[Image point annotation entries]
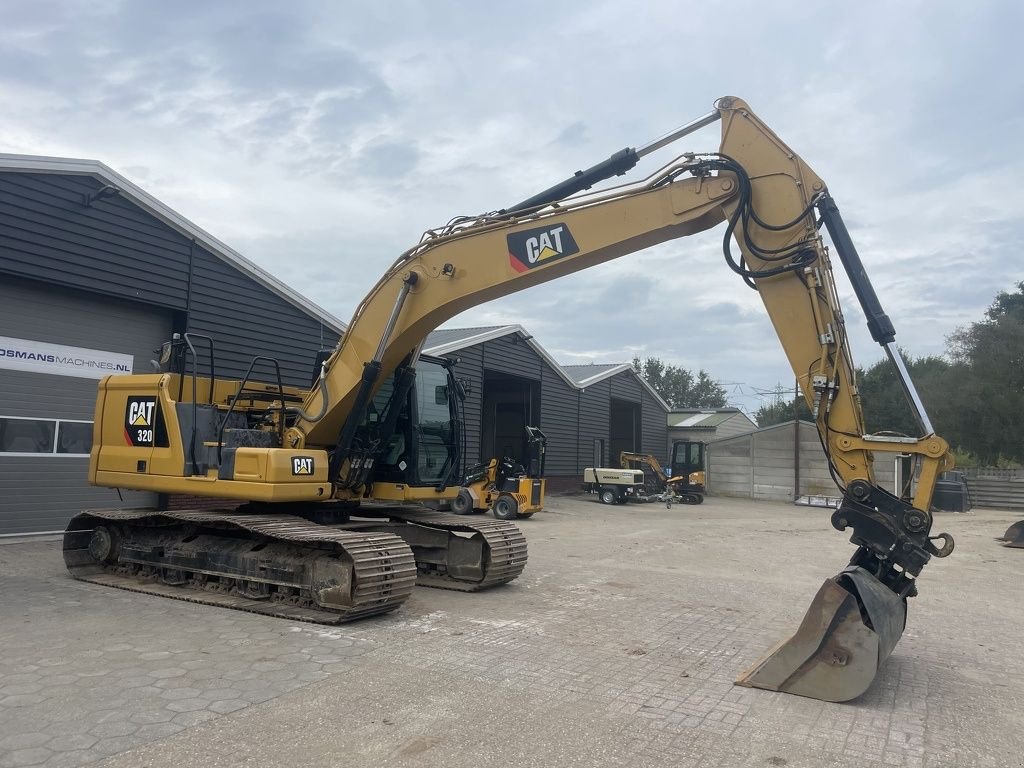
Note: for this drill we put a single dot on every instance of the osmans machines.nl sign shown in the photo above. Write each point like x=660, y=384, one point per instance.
x=42, y=357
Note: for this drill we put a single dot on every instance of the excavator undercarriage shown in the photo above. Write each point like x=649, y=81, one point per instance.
x=287, y=565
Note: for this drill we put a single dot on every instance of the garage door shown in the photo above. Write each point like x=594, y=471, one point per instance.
x=55, y=345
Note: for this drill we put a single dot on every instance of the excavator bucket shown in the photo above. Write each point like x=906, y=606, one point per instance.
x=1014, y=536
x=851, y=628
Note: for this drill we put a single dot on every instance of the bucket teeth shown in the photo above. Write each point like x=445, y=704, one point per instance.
x=850, y=629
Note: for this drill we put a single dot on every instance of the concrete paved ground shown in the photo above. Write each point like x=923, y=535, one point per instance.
x=617, y=646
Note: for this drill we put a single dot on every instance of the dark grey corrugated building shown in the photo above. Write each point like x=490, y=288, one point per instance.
x=589, y=413
x=94, y=274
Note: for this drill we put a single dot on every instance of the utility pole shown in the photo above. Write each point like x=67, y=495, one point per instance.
x=796, y=440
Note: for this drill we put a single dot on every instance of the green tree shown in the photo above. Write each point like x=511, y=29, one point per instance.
x=781, y=410
x=990, y=414
x=678, y=386
x=939, y=383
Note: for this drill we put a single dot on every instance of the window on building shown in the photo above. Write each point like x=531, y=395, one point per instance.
x=44, y=436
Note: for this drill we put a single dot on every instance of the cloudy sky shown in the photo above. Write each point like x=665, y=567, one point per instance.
x=320, y=139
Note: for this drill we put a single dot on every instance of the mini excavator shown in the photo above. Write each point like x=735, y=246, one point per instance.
x=317, y=488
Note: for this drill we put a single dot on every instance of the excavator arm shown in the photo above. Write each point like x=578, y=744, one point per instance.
x=773, y=205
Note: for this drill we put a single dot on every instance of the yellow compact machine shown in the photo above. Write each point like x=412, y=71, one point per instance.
x=504, y=485
x=318, y=519
x=685, y=484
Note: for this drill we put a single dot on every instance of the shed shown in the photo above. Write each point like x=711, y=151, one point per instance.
x=589, y=413
x=707, y=424
x=95, y=273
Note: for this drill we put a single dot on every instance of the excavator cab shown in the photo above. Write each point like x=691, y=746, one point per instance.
x=422, y=440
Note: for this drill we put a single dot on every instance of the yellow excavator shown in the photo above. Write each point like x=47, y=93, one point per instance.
x=327, y=529
x=684, y=483
x=504, y=485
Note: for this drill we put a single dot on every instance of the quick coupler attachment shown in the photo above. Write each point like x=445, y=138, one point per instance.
x=857, y=616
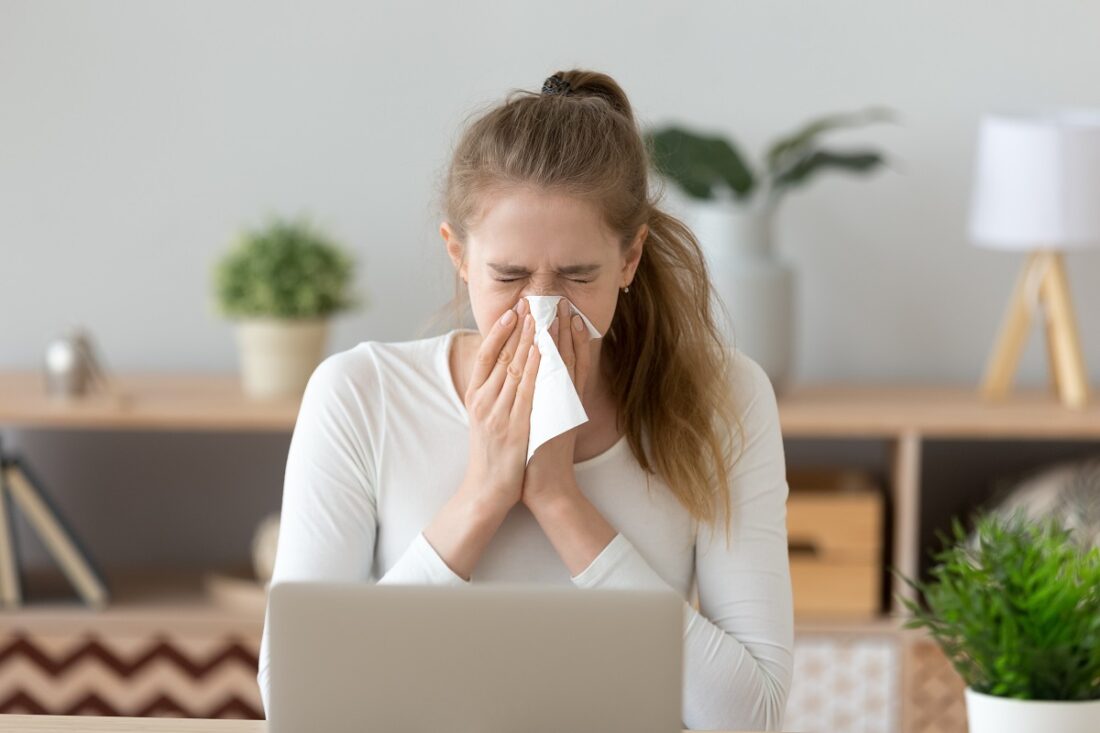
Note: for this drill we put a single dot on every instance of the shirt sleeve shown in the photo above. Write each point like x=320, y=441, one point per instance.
x=738, y=645
x=328, y=522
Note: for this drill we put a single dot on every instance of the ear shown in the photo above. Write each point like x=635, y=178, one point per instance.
x=453, y=248
x=633, y=255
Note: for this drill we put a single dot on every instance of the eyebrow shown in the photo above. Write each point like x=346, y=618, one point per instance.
x=568, y=270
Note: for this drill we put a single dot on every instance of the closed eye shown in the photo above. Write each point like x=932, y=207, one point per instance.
x=512, y=280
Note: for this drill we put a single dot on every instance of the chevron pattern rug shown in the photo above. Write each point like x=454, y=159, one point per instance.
x=164, y=675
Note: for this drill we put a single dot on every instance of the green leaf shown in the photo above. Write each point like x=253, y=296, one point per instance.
x=1016, y=612
x=806, y=135
x=285, y=269
x=697, y=163
x=818, y=160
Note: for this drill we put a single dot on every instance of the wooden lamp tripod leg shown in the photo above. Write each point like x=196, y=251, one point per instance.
x=1066, y=359
x=1013, y=336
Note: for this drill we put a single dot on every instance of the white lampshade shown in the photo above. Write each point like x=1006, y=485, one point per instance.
x=1037, y=181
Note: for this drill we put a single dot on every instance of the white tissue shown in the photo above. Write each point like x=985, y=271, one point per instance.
x=556, y=406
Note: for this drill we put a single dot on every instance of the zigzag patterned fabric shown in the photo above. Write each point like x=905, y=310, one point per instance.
x=158, y=675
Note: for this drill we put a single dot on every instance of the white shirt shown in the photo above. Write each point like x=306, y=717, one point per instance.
x=382, y=441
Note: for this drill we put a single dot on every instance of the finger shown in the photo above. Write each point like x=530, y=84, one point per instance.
x=525, y=392
x=565, y=339
x=488, y=353
x=515, y=372
x=582, y=348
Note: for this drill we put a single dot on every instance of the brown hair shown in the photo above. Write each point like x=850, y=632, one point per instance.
x=666, y=359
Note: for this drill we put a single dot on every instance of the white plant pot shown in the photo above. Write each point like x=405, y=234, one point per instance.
x=749, y=277
x=278, y=354
x=987, y=713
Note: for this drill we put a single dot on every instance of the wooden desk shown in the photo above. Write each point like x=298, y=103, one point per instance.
x=146, y=402
x=113, y=724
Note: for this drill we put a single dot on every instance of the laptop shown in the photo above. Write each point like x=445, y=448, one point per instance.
x=493, y=658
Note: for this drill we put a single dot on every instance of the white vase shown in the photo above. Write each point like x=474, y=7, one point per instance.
x=987, y=713
x=278, y=354
x=756, y=285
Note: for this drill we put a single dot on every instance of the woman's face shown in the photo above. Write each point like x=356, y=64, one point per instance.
x=537, y=243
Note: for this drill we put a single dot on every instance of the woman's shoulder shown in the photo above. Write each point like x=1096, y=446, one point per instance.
x=364, y=362
x=751, y=383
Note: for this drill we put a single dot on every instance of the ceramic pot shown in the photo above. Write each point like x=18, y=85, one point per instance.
x=754, y=283
x=988, y=713
x=279, y=354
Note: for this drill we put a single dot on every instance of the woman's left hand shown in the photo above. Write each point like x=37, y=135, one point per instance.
x=550, y=471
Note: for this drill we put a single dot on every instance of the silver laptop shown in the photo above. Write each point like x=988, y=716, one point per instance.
x=494, y=658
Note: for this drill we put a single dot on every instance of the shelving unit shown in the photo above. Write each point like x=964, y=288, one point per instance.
x=906, y=419
x=171, y=620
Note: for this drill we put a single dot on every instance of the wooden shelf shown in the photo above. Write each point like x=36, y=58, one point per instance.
x=146, y=402
x=141, y=601
x=845, y=411
x=155, y=599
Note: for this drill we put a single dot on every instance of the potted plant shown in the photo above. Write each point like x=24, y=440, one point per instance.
x=1016, y=610
x=282, y=282
x=730, y=205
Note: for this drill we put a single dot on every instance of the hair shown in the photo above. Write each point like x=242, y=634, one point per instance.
x=664, y=357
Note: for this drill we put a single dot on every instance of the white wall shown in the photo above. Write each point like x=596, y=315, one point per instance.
x=136, y=137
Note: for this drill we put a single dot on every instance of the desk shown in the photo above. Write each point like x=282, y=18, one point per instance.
x=113, y=724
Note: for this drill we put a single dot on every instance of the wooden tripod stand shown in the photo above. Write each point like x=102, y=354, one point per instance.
x=1042, y=286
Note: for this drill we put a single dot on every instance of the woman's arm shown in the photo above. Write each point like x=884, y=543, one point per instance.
x=328, y=522
x=738, y=655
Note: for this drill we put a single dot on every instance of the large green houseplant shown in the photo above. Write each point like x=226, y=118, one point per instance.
x=1015, y=608
x=729, y=203
x=282, y=282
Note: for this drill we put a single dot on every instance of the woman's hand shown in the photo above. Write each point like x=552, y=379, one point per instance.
x=498, y=402
x=550, y=470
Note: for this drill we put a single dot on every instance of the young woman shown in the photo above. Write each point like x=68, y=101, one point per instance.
x=407, y=460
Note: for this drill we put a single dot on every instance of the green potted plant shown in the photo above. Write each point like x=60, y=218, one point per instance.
x=282, y=282
x=729, y=203
x=1015, y=608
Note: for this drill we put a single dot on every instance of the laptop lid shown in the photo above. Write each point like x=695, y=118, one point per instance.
x=493, y=658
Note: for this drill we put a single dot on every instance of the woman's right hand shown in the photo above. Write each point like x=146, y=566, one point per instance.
x=498, y=402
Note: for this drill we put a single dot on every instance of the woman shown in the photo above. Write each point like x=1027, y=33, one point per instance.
x=407, y=461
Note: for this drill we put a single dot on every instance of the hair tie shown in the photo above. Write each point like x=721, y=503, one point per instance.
x=556, y=85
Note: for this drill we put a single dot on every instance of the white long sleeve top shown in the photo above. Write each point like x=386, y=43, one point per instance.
x=382, y=441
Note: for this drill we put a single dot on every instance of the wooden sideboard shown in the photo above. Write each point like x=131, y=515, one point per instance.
x=164, y=627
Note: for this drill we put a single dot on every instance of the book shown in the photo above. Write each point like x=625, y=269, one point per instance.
x=10, y=587
x=57, y=536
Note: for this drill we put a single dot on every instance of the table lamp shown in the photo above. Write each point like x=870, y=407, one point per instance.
x=1036, y=189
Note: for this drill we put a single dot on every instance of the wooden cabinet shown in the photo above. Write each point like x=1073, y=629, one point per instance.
x=179, y=647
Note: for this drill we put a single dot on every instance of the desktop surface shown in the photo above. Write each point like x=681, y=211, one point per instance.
x=118, y=724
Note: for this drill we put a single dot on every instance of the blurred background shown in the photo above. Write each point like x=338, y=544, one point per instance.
x=138, y=140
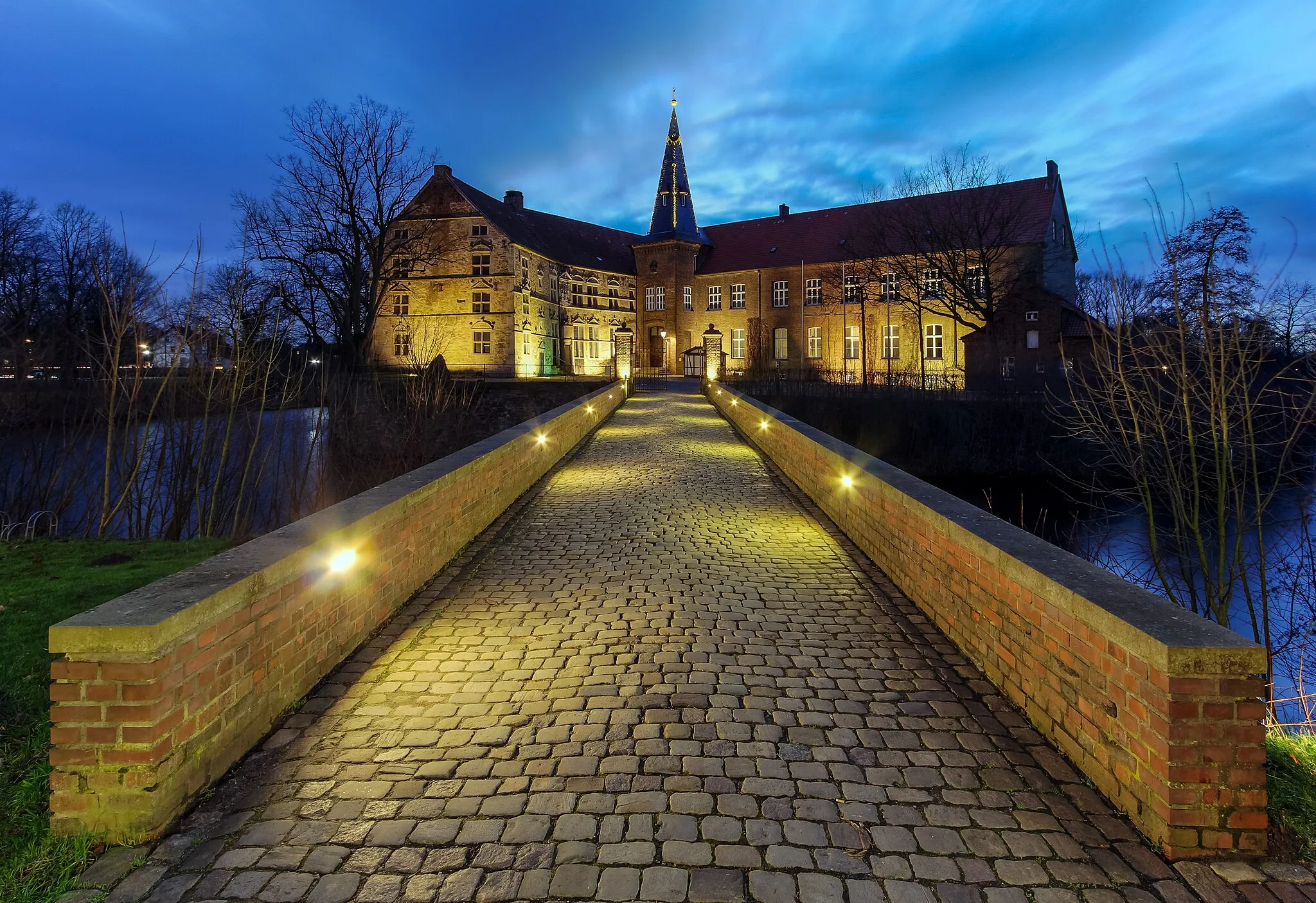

BRIEF = Please copy the records above verbatim from their start through the line containing "x=55, y=345", leaving the pictures out.

TASK RESPONSE =
Note: for this drill we put a single dot on every instance of the osmans machines.nl sign shown in the photo above. Write each point like x=660, y=384, one point per instance.
x=42, y=357
Note: for this drill we put a single dot on every instance of the excavator undercarriage shown in the photo above. Write each point like x=649, y=81, one point per instance.
x=287, y=565
Note: for this drill we put a single dot on every instance of the garage door shown in the photo above. Write each point like x=594, y=471, one point per instance.
x=55, y=345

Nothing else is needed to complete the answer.